╭──
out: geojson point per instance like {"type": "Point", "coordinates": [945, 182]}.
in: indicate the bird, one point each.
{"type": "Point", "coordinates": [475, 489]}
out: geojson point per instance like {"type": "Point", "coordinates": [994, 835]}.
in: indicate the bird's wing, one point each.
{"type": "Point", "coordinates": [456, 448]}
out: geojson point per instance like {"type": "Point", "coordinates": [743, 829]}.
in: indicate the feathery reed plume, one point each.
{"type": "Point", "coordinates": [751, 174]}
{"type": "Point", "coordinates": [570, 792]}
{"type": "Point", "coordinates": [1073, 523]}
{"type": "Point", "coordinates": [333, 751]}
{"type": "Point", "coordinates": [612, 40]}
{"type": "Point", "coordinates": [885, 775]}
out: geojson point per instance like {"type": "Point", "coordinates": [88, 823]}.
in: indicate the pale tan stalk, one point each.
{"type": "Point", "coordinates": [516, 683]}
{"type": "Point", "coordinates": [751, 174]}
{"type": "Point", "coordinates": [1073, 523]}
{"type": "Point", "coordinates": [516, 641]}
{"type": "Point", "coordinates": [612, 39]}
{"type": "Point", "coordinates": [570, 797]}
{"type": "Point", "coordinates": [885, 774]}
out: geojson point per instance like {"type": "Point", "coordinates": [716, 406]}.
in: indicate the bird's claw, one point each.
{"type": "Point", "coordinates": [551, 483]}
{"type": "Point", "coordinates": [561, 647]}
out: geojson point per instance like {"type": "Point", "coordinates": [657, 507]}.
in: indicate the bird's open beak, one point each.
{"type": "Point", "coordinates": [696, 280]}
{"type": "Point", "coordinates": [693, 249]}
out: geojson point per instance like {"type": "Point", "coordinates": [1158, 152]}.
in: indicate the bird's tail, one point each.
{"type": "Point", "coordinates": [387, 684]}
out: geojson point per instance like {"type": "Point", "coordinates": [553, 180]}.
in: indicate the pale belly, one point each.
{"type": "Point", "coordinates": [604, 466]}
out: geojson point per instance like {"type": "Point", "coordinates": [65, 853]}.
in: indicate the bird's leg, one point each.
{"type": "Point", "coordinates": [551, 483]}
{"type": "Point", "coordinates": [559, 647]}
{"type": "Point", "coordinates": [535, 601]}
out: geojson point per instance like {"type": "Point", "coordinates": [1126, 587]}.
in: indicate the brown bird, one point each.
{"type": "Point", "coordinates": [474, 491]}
╰──
> **Your assignment**: Repeat the material above exactly.

> **Answer below**:
out: geojson point per instance like {"type": "Point", "coordinates": [945, 182]}.
in: indicate the bird, one point each.
{"type": "Point", "coordinates": [475, 489]}
out: geojson point per instance like {"type": "Point", "coordinates": [994, 835]}.
in: indicate the bird's wing, one point each.
{"type": "Point", "coordinates": [456, 448]}
out: geojson point per instance like {"type": "Point", "coordinates": [743, 829]}.
in: indicate the feathery reed plume, one point each.
{"type": "Point", "coordinates": [751, 174]}
{"type": "Point", "coordinates": [570, 792]}
{"type": "Point", "coordinates": [1073, 523]}
{"type": "Point", "coordinates": [333, 751]}
{"type": "Point", "coordinates": [612, 40]}
{"type": "Point", "coordinates": [885, 775]}
out: geojson point per instance like {"type": "Point", "coordinates": [88, 823]}.
in: indicate the pale tan stalk, one point each.
{"type": "Point", "coordinates": [516, 683]}
{"type": "Point", "coordinates": [751, 174]}
{"type": "Point", "coordinates": [1073, 523]}
{"type": "Point", "coordinates": [516, 641]}
{"type": "Point", "coordinates": [612, 39]}
{"type": "Point", "coordinates": [570, 797]}
{"type": "Point", "coordinates": [885, 774]}
out: geojson point per instance like {"type": "Point", "coordinates": [716, 406]}.
in: indicate the bird's claw, one point each.
{"type": "Point", "coordinates": [551, 483]}
{"type": "Point", "coordinates": [561, 647]}
out: geojson point per instance like {"type": "Point", "coordinates": [657, 507]}.
in: indicate the bird's open beak, one point each.
{"type": "Point", "coordinates": [696, 280]}
{"type": "Point", "coordinates": [693, 249]}
out: geojson point per instance like {"type": "Point", "coordinates": [1158, 152]}.
in: indicate the bird's tail, one point each.
{"type": "Point", "coordinates": [387, 684]}
out: geojson point per instance like {"type": "Point", "coordinates": [553, 180]}.
in: indicate the pale belly, one point each.
{"type": "Point", "coordinates": [604, 466]}
out: geojson point per instance like {"type": "Point", "coordinates": [65, 853]}.
in: indicate the bird's leg, one point each.
{"type": "Point", "coordinates": [551, 483]}
{"type": "Point", "coordinates": [559, 647]}
{"type": "Point", "coordinates": [535, 601]}
out: geojson point per instance like {"type": "Point", "coordinates": [1126, 587]}.
in: indicate the brown bird, one point each.
{"type": "Point", "coordinates": [474, 491]}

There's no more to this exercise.